▶ [Task to complete]
Each entry in the listing below should be restated word for word.
···
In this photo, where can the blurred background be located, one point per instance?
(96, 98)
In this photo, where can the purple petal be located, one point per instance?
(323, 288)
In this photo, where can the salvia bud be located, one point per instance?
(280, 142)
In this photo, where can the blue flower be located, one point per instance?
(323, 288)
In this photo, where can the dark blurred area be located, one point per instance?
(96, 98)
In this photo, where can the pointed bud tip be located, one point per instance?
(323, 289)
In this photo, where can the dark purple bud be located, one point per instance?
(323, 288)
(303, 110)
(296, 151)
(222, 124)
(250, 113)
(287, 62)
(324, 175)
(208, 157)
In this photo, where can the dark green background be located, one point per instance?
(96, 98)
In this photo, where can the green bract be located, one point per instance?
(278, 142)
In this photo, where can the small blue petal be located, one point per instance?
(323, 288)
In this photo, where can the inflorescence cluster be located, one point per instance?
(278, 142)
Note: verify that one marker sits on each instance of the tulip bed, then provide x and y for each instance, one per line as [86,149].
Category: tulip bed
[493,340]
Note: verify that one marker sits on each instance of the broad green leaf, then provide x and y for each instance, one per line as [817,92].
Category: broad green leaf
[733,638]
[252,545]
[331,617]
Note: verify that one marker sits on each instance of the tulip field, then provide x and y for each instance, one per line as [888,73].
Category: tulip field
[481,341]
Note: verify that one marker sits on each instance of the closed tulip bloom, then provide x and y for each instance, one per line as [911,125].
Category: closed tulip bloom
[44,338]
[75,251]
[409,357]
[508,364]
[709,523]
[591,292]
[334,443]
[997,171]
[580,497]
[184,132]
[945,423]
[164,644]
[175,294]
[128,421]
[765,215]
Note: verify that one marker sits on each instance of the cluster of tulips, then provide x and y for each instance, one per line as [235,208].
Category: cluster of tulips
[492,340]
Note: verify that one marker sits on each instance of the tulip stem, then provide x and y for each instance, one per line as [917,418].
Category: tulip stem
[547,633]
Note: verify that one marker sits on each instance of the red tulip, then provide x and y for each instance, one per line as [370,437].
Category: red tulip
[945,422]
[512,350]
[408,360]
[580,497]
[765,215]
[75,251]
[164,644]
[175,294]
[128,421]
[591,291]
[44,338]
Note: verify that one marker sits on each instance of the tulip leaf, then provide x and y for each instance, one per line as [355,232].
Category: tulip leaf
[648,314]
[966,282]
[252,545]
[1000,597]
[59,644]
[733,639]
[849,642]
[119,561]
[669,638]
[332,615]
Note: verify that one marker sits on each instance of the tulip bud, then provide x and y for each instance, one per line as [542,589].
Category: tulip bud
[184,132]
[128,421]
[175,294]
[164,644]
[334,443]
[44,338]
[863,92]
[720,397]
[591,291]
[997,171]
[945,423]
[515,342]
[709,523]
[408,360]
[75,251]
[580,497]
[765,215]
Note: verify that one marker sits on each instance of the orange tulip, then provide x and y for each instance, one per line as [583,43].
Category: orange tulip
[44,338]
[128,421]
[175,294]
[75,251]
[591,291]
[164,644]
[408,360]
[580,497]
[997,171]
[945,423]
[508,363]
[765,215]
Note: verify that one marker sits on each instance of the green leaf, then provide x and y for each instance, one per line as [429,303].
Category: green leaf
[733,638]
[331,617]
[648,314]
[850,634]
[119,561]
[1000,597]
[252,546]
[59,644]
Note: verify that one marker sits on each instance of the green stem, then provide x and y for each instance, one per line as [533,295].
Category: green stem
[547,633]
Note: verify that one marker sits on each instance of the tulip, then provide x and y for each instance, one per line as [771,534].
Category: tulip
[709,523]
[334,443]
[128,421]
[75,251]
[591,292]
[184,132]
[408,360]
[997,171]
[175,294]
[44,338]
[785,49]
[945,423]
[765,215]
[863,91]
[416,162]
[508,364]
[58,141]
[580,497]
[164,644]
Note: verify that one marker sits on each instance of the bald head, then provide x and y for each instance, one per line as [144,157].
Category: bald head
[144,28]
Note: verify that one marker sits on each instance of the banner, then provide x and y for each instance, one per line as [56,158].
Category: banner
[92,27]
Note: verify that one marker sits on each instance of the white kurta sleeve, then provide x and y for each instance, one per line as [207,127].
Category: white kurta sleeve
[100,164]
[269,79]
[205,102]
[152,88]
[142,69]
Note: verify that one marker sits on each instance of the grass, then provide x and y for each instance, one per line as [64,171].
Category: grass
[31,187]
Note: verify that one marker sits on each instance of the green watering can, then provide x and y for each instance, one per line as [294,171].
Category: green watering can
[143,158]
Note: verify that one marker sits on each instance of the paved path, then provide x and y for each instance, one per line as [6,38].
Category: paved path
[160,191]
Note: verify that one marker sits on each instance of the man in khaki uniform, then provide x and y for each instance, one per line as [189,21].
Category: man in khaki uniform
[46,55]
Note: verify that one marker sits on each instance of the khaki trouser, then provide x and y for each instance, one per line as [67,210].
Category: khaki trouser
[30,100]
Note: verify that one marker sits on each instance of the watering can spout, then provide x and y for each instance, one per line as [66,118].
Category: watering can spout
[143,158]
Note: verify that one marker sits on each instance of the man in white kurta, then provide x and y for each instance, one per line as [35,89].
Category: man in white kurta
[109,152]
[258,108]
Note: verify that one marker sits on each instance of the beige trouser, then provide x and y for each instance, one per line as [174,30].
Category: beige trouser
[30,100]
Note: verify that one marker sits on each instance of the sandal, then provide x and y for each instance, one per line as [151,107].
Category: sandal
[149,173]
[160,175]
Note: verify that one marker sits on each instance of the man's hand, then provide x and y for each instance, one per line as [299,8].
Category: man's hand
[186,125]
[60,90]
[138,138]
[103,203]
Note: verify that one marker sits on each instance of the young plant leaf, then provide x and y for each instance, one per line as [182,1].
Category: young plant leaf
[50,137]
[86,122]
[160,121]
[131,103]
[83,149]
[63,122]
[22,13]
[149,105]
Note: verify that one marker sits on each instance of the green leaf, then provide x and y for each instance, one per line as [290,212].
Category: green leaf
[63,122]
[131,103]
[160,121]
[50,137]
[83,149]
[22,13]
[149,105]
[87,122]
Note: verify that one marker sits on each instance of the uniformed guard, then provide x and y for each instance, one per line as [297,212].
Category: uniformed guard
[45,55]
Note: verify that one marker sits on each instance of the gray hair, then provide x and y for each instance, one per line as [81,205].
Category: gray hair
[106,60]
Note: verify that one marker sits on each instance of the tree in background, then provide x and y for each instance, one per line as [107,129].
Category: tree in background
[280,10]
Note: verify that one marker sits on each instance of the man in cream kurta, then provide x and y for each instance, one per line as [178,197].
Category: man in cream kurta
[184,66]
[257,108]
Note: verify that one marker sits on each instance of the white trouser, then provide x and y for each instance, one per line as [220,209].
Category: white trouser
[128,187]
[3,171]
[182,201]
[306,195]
···
▶ [Reply to the task]
In this photo, where can the blurred background be located, one point per instance?
(96, 98)
In this photo, where can the purple petal be located, one point per instance?
(323, 288)
In this photo, where can the salvia bud be located, one point per instance?
(280, 142)
In this photo, where can the blue flower be located, one point per instance?
(323, 288)
In this photo, where can the dark blurred area be located, one point per instance?
(96, 98)
In this photo, where can the pointed bud tip be located, one point per instance?
(323, 289)
In this photo, where can the dark purple bud be located, one point per instance?
(323, 288)
(303, 110)
(296, 151)
(222, 124)
(250, 113)
(287, 62)
(324, 175)
(208, 157)
In this photo, where can the dark green background be located, one point per instance?
(96, 98)
In this photo, where can the green bract be located, one point per instance?
(278, 142)
In this photo, where can the small blue petal be located, one point per instance?
(323, 288)
In this photo, where can the inflorescence cluster be located, one point per instance?
(278, 142)
Note: verify that one marker sits on each instance of the tulip bed, then provide x and y for each instance, one per line as [86,149].
Category: tulip bed
[493,340]
Note: verify that one marker sits on each instance of the broad green leaf, then provide x and y for each instance, one per line as [817,92].
Category: broad green leaf
[733,638]
[252,545]
[331,617]
Note: verify that one marker sits on each instance of the tulip field, then provide x and y for each instance, one per line as [888,73].
Category: tulip field
[481,341]
Note: verify that one marker sits on each instance of the closed tulip bloom, then provide x and y for each instance, one per line as [911,125].
Category: closed tulip bloom
[44,338]
[75,251]
[409,357]
[508,364]
[709,523]
[591,292]
[334,443]
[997,171]
[580,497]
[184,132]
[945,423]
[164,644]
[175,294]
[128,421]
[765,215]
Note: verify that one marker sits on each instance of the cluster of tulips, then provide x and y for each instance, one per line as [235,208].
Category: cluster of tulips
[492,340]
Note: verify that one marker sits on each instance of the tulip stem, then provide x and y for each instance, one per line as [917,418].
Category: tulip stem
[547,633]
Note: verify that one marker sits on each instance of the red tulip, then provide x and y for each instance, one per line as [370,437].
Category: red tulip
[945,422]
[512,350]
[408,360]
[580,497]
[765,215]
[75,251]
[164,644]
[175,294]
[128,421]
[591,291]
[44,338]
Note: verify that one marker sits on each instance of the tulip leaf, then provide x and y for each instance, one per line as [355,232].
Category: tulip leaf
[648,314]
[966,282]
[252,545]
[1000,597]
[59,644]
[733,639]
[849,642]
[119,561]
[669,638]
[332,615]
Note: verify that one marker sits on each instance of the tulip bud, then provide x and y for each instance, one per line as [542,589].
Category: tulip bud
[184,132]
[128,421]
[175,294]
[164,644]
[334,443]
[44,338]
[863,92]
[720,397]
[591,291]
[997,171]
[945,423]
[515,342]
[709,523]
[408,360]
[75,251]
[580,497]
[765,215]
Note: verify that one marker sits on each instance of the orange tulip, then provide x and y for each instance, one per line as [583,43].
Category: orange tulip
[44,338]
[128,421]
[175,294]
[75,251]
[591,291]
[164,644]
[408,360]
[580,497]
[997,171]
[945,423]
[508,363]
[765,215]
Note: verify that one marker sits on each instance of the green leaf, then provide x and y for each instance, one per line as [429,303].
Category: green leaf
[733,638]
[331,617]
[648,314]
[850,634]
[119,561]
[1000,597]
[252,546]
[59,644]
Note: verify that one marker sits on each instance of the green stem, then provide x and y for each instance, one per line as [533,295].
Category: green stem
[547,633]
Note: verify that one marker sits on each instance of the tulip, then provide x and y for each instance, one per line as [771,534].
Category: tulip
[709,523]
[334,443]
[128,421]
[75,251]
[591,292]
[184,132]
[408,360]
[997,171]
[175,294]
[44,338]
[785,49]
[945,423]
[765,215]
[863,91]
[416,162]
[508,364]
[58,141]
[580,497]
[164,644]
Note: verify that one marker sits on each instance of the bald head, then provide x and y for each instance, one per line as [144,157].
Category: bald head
[144,28]
Note: verify that one marker sits on each instance of the banner, then provide x and y for each instance, one per line as [56,158].
Category: banner
[92,27]
Note: verify that one marker sits on each instance of the white kurta sleeve, then provide x and y for each instance, one per line as [207,127].
Category: white kurta sleeve
[100,164]
[269,79]
[205,102]
[152,88]
[142,69]
Note: verify that one marker sits on each instance of the grass, then provide x and y for each instance, one per line as [64,171].
Category: grass
[31,187]
Note: verify that one marker sits on each instance of the green watering can, then provide x and y for each instance, one per line as [294,171].
Category: green watering can
[143,158]
Note: verify that one marker sits on each instance of the paved path, then provide x and y for each instance, one per line as [6,38].
Category: paved path
[160,191]
Note: verify that one marker sits on each instance of the man in khaki uniform, then provide x and y for each instance, one per line as [189,21].
Category: man in khaki uniform
[46,55]
Note: verify that one marker sits on each instance of the khaki trouser, then provide x and y for each instance, one per line as [67,210].
Category: khaki trouser
[30,100]
Note: verify that one marker sits on each instance of the watering can spout, then provide x and y for each instance, one per line as [66,118].
Category: watering can spout
[143,158]
Note: verify that one marker sits on each instance of the man in white kurta, then provide x and y for each instance, one per line as [35,89].
Category: man in white kurta
[109,152]
[258,108]
Note: verify that one marker sits on each instance of the beige trouser, then provide x and y for each instance, one per line as [174,30].
Category: beige trouser
[30,100]
Note: verify that one marker sits on each instance of the sandal, then provide x and y for each instance, one per line as [151,107].
Category: sandal
[149,173]
[160,175]
Note: verify that one marker sits on each instance of the man's hand, then provide x and y for each instance, one per line as [299,8].
Category: man's hand
[186,125]
[60,90]
[138,138]
[103,203]
Note: verify that one marker sits on each instance of the young plant leaf, then provide x and y for each instance, one per line as [182,1].
Category: young plant leaf
[50,137]
[86,122]
[160,121]
[131,103]
[83,149]
[63,122]
[22,13]
[149,105]
Note: verify that one marker sits on each instance of the green leaf, then provide x and y for each instance, one per line as [290,212].
Category: green leaf
[63,122]
[131,103]
[160,121]
[50,137]
[83,149]
[22,13]
[149,105]
[87,122]
Note: verify that one marker sits on each instance of the uniformed guard, then provide x and y for each instance, one per line as [297,212].
Category: uniformed guard
[45,55]
Note: verify that one marker sits on each instance of the gray hair, then provide x and y for each instance, one per line as [81,205].
Category: gray hair
[106,60]
Note: verify that one marker sits on each instance of the tree in background, then provide x and y for each instance, one per line as [107,129].
Category: tree in background
[280,10]
Note: verify that one marker sits on each instance of the man in cream kurta, then provide x and y for each instance, one per line as [178,197].
Category: man in cream kurta
[184,66]
[257,108]
Note: verify that one marker sits on each instance of the white trouser, then provide x and y for each instance, one per line as [220,209].
Category: white trouser
[128,187]
[3,171]
[182,201]
[306,195]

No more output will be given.